To do ▸
Copy out each line below exactly as written.

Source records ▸
# # # #

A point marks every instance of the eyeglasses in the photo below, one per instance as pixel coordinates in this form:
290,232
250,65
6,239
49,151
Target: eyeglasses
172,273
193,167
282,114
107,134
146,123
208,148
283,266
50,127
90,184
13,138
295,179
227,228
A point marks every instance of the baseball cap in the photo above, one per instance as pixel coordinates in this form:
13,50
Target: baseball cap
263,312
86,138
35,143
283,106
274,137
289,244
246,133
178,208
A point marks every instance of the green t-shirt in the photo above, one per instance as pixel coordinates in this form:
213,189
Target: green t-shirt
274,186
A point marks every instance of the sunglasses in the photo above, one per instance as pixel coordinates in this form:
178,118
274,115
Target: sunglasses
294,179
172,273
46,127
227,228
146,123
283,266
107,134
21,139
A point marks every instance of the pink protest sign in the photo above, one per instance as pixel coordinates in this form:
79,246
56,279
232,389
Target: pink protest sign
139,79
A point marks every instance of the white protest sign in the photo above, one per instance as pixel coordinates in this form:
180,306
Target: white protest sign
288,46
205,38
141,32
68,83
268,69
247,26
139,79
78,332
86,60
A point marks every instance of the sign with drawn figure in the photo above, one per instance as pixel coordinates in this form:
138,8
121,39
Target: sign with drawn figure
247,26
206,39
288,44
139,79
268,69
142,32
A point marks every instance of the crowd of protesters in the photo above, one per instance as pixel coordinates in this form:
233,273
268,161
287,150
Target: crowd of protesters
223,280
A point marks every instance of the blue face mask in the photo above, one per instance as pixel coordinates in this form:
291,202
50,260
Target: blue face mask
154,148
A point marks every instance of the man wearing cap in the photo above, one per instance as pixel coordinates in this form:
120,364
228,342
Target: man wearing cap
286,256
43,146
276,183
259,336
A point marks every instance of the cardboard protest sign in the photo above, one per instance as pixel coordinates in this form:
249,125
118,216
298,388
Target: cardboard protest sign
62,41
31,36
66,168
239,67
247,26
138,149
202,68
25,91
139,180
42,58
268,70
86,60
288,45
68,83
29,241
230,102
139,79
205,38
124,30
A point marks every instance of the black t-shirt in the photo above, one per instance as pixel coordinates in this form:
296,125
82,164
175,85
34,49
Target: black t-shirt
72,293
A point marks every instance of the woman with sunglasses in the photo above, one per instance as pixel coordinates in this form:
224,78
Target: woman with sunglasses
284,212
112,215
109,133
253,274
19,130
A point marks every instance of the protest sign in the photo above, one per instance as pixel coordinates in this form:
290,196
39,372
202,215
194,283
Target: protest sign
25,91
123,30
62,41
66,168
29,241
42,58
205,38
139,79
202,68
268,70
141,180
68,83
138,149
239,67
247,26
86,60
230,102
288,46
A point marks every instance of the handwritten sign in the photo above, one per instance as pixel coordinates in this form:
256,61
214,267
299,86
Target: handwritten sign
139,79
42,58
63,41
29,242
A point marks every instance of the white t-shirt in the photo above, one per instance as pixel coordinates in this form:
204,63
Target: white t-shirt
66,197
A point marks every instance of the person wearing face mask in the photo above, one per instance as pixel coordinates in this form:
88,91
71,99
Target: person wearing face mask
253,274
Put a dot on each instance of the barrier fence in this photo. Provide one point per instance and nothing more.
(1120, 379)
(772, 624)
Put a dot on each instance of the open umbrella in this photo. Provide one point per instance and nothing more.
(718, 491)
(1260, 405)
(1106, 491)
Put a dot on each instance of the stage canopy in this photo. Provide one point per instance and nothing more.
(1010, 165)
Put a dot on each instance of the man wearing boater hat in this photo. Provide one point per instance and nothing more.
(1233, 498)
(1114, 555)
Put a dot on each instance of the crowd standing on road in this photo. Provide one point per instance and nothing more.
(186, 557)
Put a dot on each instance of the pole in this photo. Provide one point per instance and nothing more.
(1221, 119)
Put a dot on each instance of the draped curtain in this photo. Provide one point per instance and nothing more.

# # # #

Reply ▸
A point marks every instance of the eyeglasses in the photo below, one per instance as pixel coordinates in this form:
290,232
250,65
6,239
49,151
Target: eyeglasses
172,273
193,167
282,114
107,134
146,123
208,148
283,266
50,127
90,184
13,138
295,179
227,228
A point marks every instance of the baseball cap in the photo above, one per instance as pixel coordinates in this form:
13,50
Target: baseball cap
263,312
86,138
35,143
283,106
274,137
289,244
246,133
178,208
A point marks every instance of the green t-shirt in the photo above, one per instance as pixel coordinates in this form:
213,189
Target: green t-shirt
274,186
A point marks every instance of the sunglasses in the photo above, one per instance as pixel coordinates in this form:
178,118
274,115
Target: sunglasses
294,179
172,273
46,127
227,228
146,123
283,266
107,134
21,139
A point marks every instance of the pink protest sign in the photo above, one per instance as pixel coordinates in this form:
79,246
56,279
232,389
Target: pink protest sign
139,79
A point marks every instance of the white protest sign in the photo above, one per instance as pixel coordinates in this form:
180,306
Target: white protest sign
288,46
205,38
141,32
68,83
268,69
247,26
139,79
78,332
86,60
A point marks every instance of the sign with drawn figure in the photo above, one per instance as pixel coordinates in this form:
138,8
121,39
Target: sign with drawn figure
247,26
206,39
288,44
139,79
268,69
142,32
A point marks every instance of the crowd of protesters in the photo above, one per instance as pixel coordinates in this form:
233,273
268,161
287,150
Target: crowd of protesters
223,280
A point marks every instance of the blue face mask in the photo above, one per instance as pixel coordinates in this form:
291,202
50,260
Target: blue face mask
154,148
A point marks every instance of the man wearing cap in the photo above, one per instance as pixel coordinates in this form:
120,364
228,342
Target: man wearing cap
286,256
43,146
276,183
259,336
A point marks every instance of the cardboard protest sign in the photo above, one per instance as pixel coordinates in this form:
249,125
118,216
298,388
Target: cardboard protest sign
62,41
31,36
66,168
239,67
247,26
138,149
202,68
25,91
139,180
42,58
268,70
86,60
288,45
68,83
29,241
230,102
139,79
205,38
124,30
A point marks every instance of the black t-shirt in the photo above, one per instance as pixel coordinates in this form:
296,125
82,164
175,85
34,49
Target: black t-shirt
72,293
A point marks every instance of the woman with sunglasses in the photo above, one per instance as pixel coordinates in this form:
224,78
Target: woman with sunglasses
284,212
112,215
109,133
253,274
19,130
A point marks every instance of the protest sign in the photo above, one per instance as pixel coordinates in this form:
290,196
39,372
202,215
194,283
Target: protest sign
25,91
123,30
62,41
66,168
29,241
42,58
205,38
139,79
202,68
268,70
141,180
68,83
138,149
239,67
247,26
86,60
230,102
288,46
A point marks every instance of the handwritten sign in the photo above, one per instance as pixel coordinates in this form:
256,61
214,267
299,86
Target: handwritten sign
139,79
42,58
63,41
29,242
A point marks every instance of the white t-shirt in the photo above, one per instance as pixel coordinates in this form:
204,63
Target: white t-shirt
66,197
A point marks every instance of the person wearing face mask in the photo above, one per instance as pixel coordinates in this form:
88,91
71,99
Target: person wearing face mask
253,274
Put a dot on each instance of the barrier fence in this photo. Provide one point per instance and nothing more.
(1120, 379)
(772, 624)
Put a dot on each instance of the open umbrella in this photo. Provide one point per instance and nothing more.
(718, 491)
(1260, 405)
(1106, 491)
Put a dot on each instance of the stage canopy in this photo. Provide one point per instance and nothing more.
(1010, 165)
Put a dot on each instance of the man wearing boater hat in this photo. Provide one point per instance and nothing more.
(1233, 498)
(1114, 555)
Put a dot on each instance of the crowd standing on road in this photo. Provide one point per instance and nothing more.
(186, 557)
Put a dot on each instance of the pole in this photo. Provide one point per instance and nothing more.
(1221, 119)
Put a dot on each instance of the draped curtain in this photo. Provide one point per instance and nothing more.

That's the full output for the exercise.